Task instructions >> Look below for the line that has "[ ] a keypoint on each instance of the white dress". Set down the lines from there through the line that has "[ ] a keypoint on each instance of the sunglasses", exactly as written.

[The input Boundary: Start]

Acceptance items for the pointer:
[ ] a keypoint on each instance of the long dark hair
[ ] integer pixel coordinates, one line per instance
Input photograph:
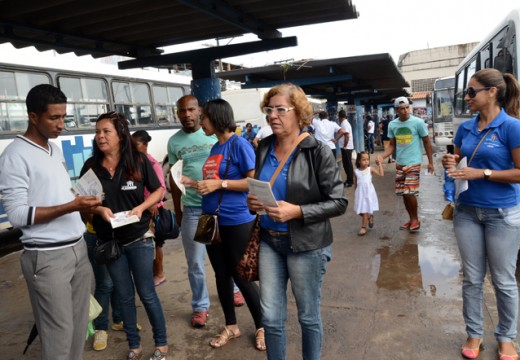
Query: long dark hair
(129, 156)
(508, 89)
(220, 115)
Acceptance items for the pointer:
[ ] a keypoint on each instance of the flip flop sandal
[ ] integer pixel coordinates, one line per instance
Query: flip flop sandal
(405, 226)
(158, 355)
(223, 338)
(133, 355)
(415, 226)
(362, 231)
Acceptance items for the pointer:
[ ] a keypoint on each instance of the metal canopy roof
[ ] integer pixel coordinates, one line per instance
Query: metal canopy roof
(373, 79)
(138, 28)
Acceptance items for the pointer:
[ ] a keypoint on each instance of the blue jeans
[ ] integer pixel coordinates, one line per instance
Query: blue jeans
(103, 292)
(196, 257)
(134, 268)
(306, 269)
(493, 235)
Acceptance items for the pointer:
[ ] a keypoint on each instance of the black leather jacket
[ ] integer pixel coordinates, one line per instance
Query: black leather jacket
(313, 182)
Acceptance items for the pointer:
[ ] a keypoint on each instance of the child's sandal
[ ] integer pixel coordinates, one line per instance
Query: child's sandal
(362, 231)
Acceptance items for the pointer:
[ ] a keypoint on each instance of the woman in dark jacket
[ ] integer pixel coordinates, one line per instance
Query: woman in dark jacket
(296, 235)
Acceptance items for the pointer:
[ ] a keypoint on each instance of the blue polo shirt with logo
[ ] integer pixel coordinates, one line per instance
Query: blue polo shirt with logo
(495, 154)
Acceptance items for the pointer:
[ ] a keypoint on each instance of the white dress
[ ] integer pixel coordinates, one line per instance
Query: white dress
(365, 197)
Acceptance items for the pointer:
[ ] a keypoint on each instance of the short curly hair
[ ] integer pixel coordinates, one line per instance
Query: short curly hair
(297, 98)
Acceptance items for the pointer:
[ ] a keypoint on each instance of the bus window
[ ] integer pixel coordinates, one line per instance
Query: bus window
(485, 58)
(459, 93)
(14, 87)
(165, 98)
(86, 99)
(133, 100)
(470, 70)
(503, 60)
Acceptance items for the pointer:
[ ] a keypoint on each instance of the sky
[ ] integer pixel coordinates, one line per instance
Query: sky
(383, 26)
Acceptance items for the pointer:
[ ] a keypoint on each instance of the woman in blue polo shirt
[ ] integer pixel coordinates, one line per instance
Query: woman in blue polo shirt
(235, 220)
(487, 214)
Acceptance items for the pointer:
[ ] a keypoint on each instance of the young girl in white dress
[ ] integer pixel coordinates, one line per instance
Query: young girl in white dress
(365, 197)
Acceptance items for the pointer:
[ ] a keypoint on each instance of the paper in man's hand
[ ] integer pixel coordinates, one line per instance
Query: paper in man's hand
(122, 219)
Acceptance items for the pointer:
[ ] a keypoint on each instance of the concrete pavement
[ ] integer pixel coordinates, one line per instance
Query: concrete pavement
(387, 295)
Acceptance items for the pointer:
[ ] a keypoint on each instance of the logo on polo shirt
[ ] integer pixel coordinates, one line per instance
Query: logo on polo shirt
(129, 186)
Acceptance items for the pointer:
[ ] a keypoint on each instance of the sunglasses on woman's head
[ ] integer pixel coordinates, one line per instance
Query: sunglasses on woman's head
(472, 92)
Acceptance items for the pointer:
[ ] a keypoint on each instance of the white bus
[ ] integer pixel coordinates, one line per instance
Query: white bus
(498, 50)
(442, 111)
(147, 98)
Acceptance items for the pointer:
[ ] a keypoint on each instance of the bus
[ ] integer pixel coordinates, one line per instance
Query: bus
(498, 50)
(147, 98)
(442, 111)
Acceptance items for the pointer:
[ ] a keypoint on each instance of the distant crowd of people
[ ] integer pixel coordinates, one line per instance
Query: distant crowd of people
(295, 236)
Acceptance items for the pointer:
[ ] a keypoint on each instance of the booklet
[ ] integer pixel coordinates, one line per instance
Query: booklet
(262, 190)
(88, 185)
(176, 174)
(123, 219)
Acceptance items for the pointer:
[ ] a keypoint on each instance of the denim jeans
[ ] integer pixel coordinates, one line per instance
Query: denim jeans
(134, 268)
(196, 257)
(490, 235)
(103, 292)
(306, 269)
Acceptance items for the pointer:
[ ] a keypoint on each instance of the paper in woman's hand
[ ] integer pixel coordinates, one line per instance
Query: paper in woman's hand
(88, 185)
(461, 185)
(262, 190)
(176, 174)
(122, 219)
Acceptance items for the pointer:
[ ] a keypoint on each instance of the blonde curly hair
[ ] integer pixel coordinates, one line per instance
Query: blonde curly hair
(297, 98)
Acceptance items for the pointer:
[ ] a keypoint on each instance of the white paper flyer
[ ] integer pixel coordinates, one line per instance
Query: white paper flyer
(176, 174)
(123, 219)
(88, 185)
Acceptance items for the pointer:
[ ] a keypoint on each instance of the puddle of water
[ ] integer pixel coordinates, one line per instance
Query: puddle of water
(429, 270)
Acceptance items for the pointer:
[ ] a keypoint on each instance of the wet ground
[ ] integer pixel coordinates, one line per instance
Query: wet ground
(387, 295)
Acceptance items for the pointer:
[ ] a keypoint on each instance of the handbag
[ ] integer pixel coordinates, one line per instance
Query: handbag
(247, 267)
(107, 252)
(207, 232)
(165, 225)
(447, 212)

[The input Boundary: End]
[The input Boundary: Start]

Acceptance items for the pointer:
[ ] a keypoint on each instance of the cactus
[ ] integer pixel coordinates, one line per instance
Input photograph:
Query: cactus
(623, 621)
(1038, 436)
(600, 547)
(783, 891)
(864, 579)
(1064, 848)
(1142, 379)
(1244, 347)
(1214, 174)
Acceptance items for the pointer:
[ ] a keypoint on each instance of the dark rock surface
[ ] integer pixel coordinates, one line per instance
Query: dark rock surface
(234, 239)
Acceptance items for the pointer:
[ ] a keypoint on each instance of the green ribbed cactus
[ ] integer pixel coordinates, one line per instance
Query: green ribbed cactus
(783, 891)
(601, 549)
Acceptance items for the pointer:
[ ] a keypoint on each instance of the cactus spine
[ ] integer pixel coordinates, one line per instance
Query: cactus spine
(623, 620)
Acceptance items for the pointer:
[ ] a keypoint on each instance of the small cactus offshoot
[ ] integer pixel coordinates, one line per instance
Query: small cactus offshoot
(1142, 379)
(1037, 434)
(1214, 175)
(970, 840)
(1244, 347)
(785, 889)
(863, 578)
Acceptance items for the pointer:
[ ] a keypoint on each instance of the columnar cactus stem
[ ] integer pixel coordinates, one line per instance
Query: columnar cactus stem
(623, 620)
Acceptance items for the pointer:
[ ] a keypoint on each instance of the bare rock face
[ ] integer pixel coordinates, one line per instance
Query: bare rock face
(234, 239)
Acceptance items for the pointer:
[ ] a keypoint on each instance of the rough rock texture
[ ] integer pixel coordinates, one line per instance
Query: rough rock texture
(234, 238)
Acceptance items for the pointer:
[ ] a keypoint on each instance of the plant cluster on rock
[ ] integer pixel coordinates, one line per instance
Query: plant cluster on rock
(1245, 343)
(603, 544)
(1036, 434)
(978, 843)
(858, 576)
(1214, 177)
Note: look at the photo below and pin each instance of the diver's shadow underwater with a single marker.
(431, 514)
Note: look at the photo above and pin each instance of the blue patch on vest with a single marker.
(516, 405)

[The input Boundary: End]
[The input Boundary: Start]

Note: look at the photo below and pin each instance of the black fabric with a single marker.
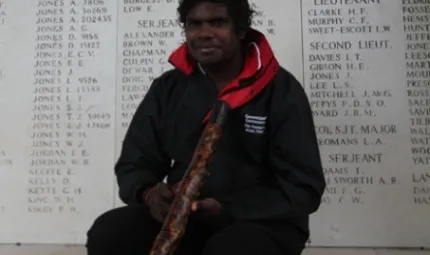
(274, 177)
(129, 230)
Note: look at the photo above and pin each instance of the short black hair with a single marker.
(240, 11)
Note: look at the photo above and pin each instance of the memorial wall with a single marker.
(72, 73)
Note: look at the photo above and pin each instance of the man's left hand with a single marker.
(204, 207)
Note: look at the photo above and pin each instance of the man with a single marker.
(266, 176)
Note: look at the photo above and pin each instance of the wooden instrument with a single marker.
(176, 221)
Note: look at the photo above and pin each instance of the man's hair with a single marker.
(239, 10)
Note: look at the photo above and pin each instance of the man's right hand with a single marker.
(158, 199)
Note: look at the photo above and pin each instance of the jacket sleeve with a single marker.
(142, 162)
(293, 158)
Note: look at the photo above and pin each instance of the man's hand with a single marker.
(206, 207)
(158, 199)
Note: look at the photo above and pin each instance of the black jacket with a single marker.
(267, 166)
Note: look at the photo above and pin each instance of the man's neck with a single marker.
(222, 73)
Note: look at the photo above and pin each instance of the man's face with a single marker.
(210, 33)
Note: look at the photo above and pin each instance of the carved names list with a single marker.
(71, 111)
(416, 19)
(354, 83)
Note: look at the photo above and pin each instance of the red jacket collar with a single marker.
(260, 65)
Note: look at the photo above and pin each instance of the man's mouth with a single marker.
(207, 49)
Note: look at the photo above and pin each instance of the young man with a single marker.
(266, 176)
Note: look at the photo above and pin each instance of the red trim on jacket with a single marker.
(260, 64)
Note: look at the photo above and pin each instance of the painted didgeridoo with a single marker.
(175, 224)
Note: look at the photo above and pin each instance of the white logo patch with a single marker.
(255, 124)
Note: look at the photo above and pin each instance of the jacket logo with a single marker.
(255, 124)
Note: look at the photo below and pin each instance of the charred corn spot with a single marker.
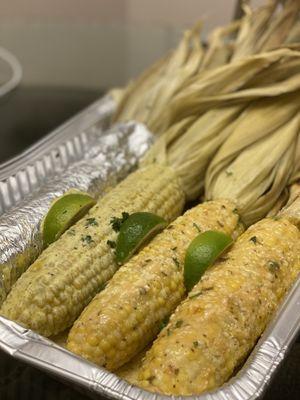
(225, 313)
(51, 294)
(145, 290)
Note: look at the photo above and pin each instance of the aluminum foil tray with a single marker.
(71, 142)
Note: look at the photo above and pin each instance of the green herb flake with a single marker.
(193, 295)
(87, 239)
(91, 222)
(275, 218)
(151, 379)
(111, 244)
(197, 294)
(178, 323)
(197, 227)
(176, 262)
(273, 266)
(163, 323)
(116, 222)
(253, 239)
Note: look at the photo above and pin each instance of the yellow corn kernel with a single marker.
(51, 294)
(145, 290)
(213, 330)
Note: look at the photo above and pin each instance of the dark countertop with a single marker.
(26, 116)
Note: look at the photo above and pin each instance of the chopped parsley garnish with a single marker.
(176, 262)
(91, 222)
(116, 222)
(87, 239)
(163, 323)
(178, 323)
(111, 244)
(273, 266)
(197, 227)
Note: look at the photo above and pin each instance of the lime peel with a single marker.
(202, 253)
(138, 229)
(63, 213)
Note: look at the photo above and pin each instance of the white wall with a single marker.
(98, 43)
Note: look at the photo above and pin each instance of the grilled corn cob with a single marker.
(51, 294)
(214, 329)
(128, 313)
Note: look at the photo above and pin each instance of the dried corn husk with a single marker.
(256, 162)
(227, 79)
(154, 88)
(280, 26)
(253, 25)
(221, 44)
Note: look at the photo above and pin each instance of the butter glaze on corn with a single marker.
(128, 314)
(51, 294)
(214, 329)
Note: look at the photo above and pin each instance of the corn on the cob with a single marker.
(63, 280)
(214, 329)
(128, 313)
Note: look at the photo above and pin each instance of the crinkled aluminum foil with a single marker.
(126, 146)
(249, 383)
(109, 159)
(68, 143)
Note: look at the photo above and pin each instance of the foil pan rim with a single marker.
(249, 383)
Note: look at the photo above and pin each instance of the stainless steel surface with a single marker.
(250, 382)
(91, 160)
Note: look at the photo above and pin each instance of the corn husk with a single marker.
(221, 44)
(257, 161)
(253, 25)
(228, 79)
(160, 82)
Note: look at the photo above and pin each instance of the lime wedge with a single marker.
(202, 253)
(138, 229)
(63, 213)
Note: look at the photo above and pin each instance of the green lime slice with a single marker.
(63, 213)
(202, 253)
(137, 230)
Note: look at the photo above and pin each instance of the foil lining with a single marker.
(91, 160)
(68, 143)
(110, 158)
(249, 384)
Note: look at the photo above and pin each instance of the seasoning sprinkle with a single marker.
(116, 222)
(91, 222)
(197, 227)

[The input Boundary: End]

Expected answer >>
[ ] a keypoint on each instance of the white dress
[ ] integer pixel coordinates, one line per instance
Query: white dress
(365, 197)
Acceptance items for the pointer:
[ ] a keypoint on each instance of the short curly hair
[ ] integer pixel coordinates, one line per instance
Query: short curly hair
(297, 98)
Acceptance items for the pointer:
[ ] a keypoint on each instance of the bus window
[ ] integer pixel coordinates, one line per instance
Query: bus window
(485, 58)
(459, 93)
(14, 87)
(165, 98)
(86, 99)
(133, 100)
(470, 70)
(503, 60)
Acceptance items for the pointer:
[ ] a keypoint on each instance of the sky
[ ] integer pixel coordinates, one line per instance
Query: sky
(383, 26)
Acceptance items for the pointer:
[ ] a keypoint on each instance of the woman in blue polo shirt
[ ] integer pixel coordinates, one line per instance
Query: woman in blue polo shirt
(235, 220)
(487, 214)
Acceptance items for the pointer:
[ ] a keypoint on each instance of the young girl in white dress
[ ] integer pixel coordinates, one line per instance
Query: young girl in white dress
(365, 197)
Acceptance items for the pointer:
[ ] a keypoint on each instance of the paper in man's hand
[ ] integer pixel coordinates, one line per instance
Query: paper in man's hand
(122, 219)
Acceptance items for the pointer:
[ ] a keypoint on each instance of the concrete pavement
[ ] integer pixel coordinates, one line per instance
Query: concrete pavement
(387, 295)
Acceptance items for the pointer:
[ ] a keypoint on each instance of the logo on polo shirt
[ ] integer pixel coordinates, one line per instance
Query: logo on polo shirt
(129, 186)
Acceptance items for the pointer:
[ ] a keypoint on each instance of the sunglasses on woman's head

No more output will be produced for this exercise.